# [Short task]
Rewrite everything from the start of the data down to the line containing "(403, 149), (500, 206)" as a Markdown table with the columns Row and Text, one numbered row per line and no blank lines. Leave the pictures out.

[Excerpts of labeled region data]
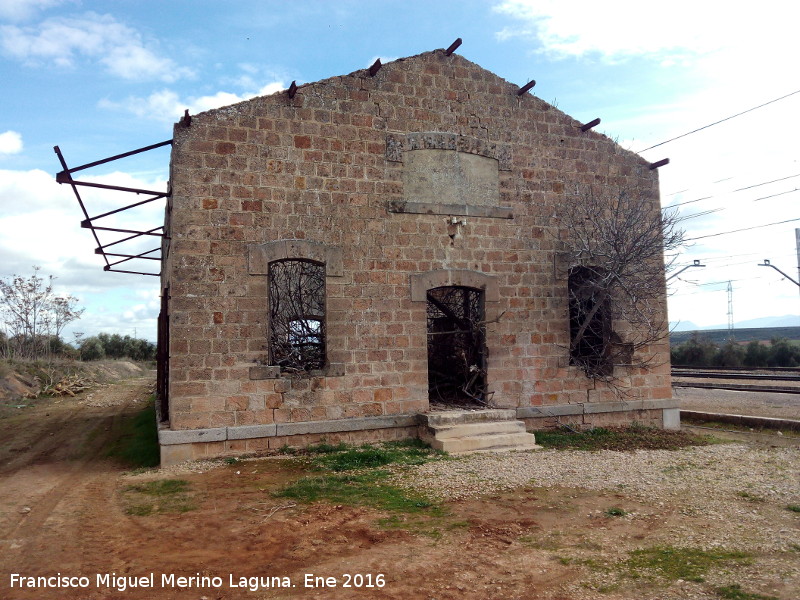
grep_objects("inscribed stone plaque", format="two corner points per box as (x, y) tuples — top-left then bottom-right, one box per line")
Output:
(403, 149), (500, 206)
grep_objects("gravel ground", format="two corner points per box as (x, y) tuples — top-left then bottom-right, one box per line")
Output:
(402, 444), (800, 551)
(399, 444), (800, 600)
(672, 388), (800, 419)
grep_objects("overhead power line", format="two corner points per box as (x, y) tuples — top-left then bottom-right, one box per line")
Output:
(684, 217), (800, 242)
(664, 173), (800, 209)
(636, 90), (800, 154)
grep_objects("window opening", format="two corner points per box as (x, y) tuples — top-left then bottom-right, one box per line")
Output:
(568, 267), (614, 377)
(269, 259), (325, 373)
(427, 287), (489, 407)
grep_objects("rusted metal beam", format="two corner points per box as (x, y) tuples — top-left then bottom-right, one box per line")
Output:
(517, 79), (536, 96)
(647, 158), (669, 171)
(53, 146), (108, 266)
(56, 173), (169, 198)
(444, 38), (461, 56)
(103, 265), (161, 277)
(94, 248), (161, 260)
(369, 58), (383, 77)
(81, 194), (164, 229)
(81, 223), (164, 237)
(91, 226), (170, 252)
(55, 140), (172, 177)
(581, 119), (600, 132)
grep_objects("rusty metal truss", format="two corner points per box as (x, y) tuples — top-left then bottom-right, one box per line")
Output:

# [Response to this exercise]
| Row | Text |
|---|---|
| 1 | grep_objects("inscribed stone plaque", format="two corner points per box as (x, y) tuples — top-left then bottom-right, one box per line") |
| 2 | Output: |
| 3 | (403, 149), (500, 206) |